YAZI YAZDIYSA BUNUN PARMAKLARINA VURUN, YAZI YAZMASIN, KALEM TUTMASIN!
36 kitap yazdı, devletle, resmi anlayışla çatıştı,17 yıl hapis yattı! Hasan Cemal hangi yazarın yaşadıklarını bugün köşesinde kaleme aldı?
36 kitap yaz, 17 yıl hapis yat!
Elimde bir kitap, sayfaları arasında dolaşıyorum. “Bu Kürtleri Nereden Çıkardın İsmail Beşikçi?” (*)
İsmail Beşikçi, sosyolog ve yazar. Ömrünü Kürt sorununa adamış bir Türk.
Ben 1960’ların başında Mülkiye’ye girerken Beşikçi mezun olup sosyoloji kürsüsüne asistan olarak katılmış...
O yıllar, Türkiye’de Kürtlerin varlığının reddedildiği yıllar. “Kürt yok Türk var!” çizgisinin devletin resmi anlayışına, eğitimine, tarihine damgasını vurduğu yıllar...

◆ Talimat A ◆
İsmail Beşikçi hakkındaki yazıda “Kürt yok Türk var!” çizgisinin damgasını vurduğu belirtilen alanların tümünü sıralayınız.

◆ Kayıt alıntıları ◆
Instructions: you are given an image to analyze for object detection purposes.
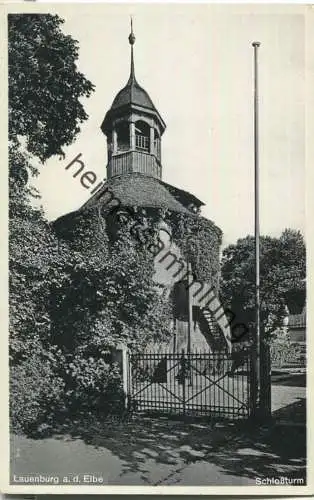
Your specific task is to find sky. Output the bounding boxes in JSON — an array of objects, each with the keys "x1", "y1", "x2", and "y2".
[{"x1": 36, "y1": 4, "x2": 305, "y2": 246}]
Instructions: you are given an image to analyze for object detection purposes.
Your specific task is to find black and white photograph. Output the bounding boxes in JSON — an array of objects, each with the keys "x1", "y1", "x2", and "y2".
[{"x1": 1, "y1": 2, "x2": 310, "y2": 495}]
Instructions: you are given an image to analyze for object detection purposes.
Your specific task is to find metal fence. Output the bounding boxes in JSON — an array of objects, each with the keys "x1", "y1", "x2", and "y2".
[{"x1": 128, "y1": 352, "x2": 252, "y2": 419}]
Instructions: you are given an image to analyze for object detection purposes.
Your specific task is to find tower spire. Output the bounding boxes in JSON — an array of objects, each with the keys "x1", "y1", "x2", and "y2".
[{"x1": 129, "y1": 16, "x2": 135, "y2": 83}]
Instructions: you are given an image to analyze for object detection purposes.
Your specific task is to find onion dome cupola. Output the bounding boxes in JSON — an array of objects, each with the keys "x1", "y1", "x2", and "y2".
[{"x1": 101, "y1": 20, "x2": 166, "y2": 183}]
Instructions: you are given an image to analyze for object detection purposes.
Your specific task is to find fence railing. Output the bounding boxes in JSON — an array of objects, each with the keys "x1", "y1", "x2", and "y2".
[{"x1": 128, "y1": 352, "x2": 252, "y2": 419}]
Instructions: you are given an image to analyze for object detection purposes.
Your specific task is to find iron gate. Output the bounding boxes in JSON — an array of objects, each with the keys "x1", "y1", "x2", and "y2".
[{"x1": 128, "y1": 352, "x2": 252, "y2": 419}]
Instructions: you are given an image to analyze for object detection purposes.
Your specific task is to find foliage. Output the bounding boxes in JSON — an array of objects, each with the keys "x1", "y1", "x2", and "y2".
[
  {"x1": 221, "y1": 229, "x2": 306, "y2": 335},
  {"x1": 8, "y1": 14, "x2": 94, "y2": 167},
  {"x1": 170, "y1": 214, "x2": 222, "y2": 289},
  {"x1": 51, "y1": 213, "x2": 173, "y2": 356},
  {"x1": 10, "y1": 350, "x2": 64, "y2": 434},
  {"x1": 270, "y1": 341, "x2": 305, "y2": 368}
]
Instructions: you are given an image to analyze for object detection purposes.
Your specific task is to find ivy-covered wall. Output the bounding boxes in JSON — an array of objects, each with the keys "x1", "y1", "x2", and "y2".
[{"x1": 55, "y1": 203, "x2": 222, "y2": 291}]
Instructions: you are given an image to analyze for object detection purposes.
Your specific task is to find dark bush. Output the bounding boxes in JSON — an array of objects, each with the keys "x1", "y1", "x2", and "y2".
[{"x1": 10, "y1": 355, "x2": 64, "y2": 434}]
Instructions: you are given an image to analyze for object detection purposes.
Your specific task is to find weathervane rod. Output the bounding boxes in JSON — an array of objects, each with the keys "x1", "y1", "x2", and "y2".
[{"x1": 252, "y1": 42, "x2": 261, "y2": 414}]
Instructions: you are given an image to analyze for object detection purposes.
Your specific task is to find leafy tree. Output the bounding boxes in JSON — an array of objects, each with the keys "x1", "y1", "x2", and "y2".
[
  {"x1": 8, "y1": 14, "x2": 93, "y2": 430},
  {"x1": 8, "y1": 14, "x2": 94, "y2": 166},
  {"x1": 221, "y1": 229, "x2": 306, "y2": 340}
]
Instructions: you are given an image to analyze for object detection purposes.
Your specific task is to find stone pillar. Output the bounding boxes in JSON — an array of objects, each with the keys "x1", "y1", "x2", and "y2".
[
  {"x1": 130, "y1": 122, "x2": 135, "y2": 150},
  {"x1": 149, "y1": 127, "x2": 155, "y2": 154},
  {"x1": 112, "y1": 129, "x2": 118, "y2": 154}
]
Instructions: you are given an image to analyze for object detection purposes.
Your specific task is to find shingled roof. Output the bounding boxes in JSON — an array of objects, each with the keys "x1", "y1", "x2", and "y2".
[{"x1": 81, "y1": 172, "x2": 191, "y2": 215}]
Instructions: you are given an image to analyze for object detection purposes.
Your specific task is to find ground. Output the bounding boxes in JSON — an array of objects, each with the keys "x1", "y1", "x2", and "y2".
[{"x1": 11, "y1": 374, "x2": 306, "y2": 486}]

◆ Talimat B ◆
Yukarıdaki listede "fence" dizesini içeren satırların her birini seçip aynen aktarınız. Büyük ve küçük harf farkı dikkate alınmalıdır.

◆ Doğru sonuç A ◆
Devletin resmi anlayışı, eğitimi ve tarihi.

◆ Doğru sonuç B ◆
Your specific task is to find metal fence. Output the bounding boxes in JSON — an array of objects, each with the keys "x1", "y1", "x2", and "y2".
Your specific task is to find fence railing. Output the bounding boxes in JSON — an array of objects, each with the keys "x1", "y1", "x2", and "y2".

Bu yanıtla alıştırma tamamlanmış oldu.